Rasins and a jar.

Here Are the ‘Dirty Dozen’ Fruit and Vegetables Laced With Legal Pesticides — Even Organics Have Traces

Nearly 70% of the fresh produce sold in the U.S. contains residues of legal though potentially harmful chemical pesticides even in small amounts, and a popular snack for children is another big offender. Among the top choices to limit exposure to pesticides? Avocados, asparagus and honeydew melon.

March 25, 2020 | Source: Market Watch | by Rachel Koning Beals

Raisins are surprise offenders this year with neurotoxic insecticide chlorpyrifos, which some research has shown can harm the nervous system in children

Nearly 70% of the fresh produce sold in the U.S. contains residues of legal though potentially harmful chemical pesticides even in small amounts, and a popular snack for children is another big offender.

Among the top choices to limit exposure to pesticides? Avocados, asparagus and honeydew melon.

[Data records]
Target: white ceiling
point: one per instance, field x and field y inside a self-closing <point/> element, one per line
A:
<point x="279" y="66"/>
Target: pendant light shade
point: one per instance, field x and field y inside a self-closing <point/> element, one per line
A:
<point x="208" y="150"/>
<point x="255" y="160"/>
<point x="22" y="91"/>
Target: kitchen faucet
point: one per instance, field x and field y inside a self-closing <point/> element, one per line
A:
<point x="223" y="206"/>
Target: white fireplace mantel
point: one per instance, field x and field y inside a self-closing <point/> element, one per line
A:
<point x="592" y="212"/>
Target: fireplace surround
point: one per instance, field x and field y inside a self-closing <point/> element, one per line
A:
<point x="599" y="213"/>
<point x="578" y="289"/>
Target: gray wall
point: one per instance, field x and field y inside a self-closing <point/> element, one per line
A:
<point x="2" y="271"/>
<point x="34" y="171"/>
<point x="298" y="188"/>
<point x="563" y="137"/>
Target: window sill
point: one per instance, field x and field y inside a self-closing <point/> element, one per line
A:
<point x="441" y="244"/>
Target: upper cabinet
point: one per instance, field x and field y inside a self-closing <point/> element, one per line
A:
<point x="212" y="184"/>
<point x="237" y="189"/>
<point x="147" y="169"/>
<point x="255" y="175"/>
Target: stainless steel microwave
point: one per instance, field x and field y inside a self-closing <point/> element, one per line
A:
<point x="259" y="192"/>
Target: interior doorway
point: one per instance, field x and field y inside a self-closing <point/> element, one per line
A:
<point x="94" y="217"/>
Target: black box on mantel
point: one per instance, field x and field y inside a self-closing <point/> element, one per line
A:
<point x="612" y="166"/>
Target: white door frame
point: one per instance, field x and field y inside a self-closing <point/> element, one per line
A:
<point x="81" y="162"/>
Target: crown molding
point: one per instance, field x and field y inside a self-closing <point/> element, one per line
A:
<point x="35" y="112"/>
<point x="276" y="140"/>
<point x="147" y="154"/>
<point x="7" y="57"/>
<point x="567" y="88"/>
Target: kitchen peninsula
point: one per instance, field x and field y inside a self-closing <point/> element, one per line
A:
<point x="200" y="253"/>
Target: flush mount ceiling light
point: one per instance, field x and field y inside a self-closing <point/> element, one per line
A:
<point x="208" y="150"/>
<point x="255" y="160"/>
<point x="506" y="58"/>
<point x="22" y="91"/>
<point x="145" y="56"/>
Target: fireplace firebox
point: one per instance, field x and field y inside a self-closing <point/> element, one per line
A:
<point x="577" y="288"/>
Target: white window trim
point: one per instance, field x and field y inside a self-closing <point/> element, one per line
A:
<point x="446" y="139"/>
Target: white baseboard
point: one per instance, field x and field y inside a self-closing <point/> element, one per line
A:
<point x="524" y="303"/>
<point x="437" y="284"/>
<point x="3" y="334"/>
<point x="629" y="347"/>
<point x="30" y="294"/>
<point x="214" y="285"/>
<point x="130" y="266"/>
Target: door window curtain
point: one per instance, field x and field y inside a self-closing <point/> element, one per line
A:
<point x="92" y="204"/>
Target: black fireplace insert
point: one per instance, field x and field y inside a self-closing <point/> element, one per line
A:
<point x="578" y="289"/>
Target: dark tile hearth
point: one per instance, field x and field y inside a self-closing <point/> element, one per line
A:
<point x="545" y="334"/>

TASKS AND EXERCISES
A – According to the article on pesticides in produce, what share of the fresh produce sold in the U.S. contains pesticide residues?
B – Translate this sentence from the pesticide article into Spanish: "Raisins are surprise offenders this year with neurotoxic insecticide chlorpyrifos, which some research has shown can harm the nervous system in children"
C – Write the next few sentences of the article about pesticide residues on fruit and vegetables.

TASK RESULTS
A – Nearly 70%.

B – Las pasas son infractoras sorpresa este año por el insecticida neurotóxico clorpirifós, que según algunas investigaciones puede dañar el sistema nervioso de los niños

C –
The analysis comes from the Environmental Working Group. Each year since 2004 it has ranked its Dirty Dozen and Clean Fifteen lists and combines them as a shopper’s guide for consumers. The “dirtiest” of all is not a fresh fruit or vegetable, but a dried one — raisins. Raisins weren’t ranked on the fresh lists but their surprising results caught the attention of EWG.

Toxicologists and other researchers at EWG compare the pesticide contamination of 47 popular conventional — meaning not farmed organically — fruits and vegetables. The review is based on the results of tests by the USDA and the Food and Drug Administration of more than 43,000 samples of produce.